▶ **WHAT IS REQUIRED**: Reproduce every line from the one containing "I need to find the rock outcrop" through the end of the material below, including the requests, and offset each bounding-box coordinate in the answers by adding 150. Omit the pictures.

***** INFORMATION SHOWN *****

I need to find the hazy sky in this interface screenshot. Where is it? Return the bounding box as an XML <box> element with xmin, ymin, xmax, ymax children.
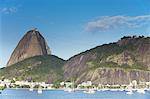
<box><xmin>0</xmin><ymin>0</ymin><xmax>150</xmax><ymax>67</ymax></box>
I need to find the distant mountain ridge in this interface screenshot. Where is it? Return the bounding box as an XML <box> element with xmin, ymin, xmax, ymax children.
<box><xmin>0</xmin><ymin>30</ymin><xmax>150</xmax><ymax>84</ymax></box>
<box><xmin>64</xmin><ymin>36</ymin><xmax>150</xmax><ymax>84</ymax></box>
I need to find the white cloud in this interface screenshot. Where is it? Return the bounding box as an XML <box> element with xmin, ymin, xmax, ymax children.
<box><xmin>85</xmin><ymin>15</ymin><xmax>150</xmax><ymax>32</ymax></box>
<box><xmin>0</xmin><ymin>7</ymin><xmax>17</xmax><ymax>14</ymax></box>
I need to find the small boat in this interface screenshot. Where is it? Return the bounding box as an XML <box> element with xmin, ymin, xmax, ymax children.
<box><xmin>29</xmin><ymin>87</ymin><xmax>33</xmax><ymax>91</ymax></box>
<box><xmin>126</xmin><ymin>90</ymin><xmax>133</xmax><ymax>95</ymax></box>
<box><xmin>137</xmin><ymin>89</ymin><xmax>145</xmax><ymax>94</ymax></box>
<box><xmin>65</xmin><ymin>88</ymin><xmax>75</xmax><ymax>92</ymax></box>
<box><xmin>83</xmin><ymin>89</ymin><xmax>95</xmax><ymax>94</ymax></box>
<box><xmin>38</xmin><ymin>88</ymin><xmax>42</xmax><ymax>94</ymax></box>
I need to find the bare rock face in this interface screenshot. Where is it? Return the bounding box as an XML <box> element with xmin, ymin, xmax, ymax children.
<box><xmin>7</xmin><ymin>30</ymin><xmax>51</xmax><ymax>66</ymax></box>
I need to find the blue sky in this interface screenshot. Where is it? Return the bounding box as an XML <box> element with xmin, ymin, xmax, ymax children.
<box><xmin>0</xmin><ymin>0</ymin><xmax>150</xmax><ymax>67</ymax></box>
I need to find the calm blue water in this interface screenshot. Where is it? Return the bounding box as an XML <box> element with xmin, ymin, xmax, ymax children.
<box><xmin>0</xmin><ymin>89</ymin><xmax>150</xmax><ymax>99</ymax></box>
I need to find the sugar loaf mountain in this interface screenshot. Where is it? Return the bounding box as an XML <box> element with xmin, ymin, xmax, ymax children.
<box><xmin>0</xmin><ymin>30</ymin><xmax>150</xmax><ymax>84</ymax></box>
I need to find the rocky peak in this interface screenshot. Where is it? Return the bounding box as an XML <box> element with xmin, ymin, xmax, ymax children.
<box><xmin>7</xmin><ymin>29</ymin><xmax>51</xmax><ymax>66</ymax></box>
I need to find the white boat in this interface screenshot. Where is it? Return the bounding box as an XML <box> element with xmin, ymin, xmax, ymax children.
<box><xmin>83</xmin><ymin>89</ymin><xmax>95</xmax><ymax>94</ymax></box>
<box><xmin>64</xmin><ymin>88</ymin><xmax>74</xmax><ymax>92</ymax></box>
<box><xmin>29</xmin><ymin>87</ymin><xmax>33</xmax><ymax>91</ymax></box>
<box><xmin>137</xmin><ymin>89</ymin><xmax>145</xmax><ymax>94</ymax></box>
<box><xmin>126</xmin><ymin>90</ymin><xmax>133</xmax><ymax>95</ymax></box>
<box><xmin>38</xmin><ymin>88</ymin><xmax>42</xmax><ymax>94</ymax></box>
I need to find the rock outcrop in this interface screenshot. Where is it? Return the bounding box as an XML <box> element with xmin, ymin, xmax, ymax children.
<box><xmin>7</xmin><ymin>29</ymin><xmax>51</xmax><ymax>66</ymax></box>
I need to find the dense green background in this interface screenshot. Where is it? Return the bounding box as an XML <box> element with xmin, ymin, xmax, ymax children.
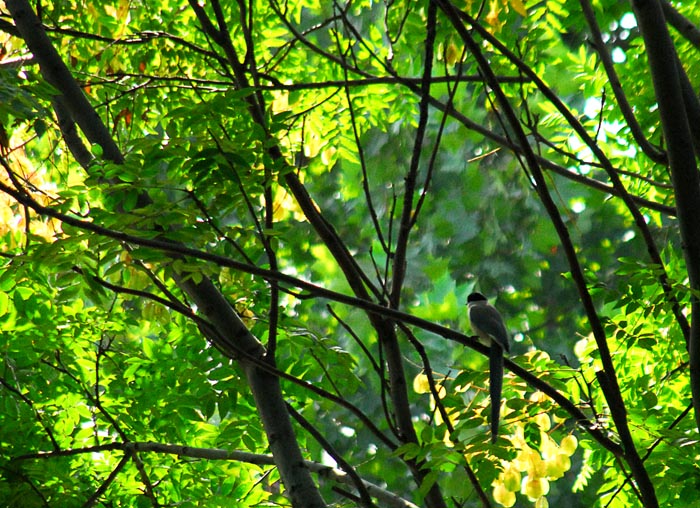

*****

▶ **WRITTEN RESPONSE**:
I need to find the rock outcrop in this interface screenshot. Where is it? Return the bounding box as an XML <box> element with xmin, ymin, xmax, ymax children.
<box><xmin>157</xmin><ymin>179</ymin><xmax>201</xmax><ymax>216</ymax></box>
I need to find the dense green background in this interface screenshot. Where is it? Return the bounding box as an XML <box> element with xmin, ymin, xmax, ymax children.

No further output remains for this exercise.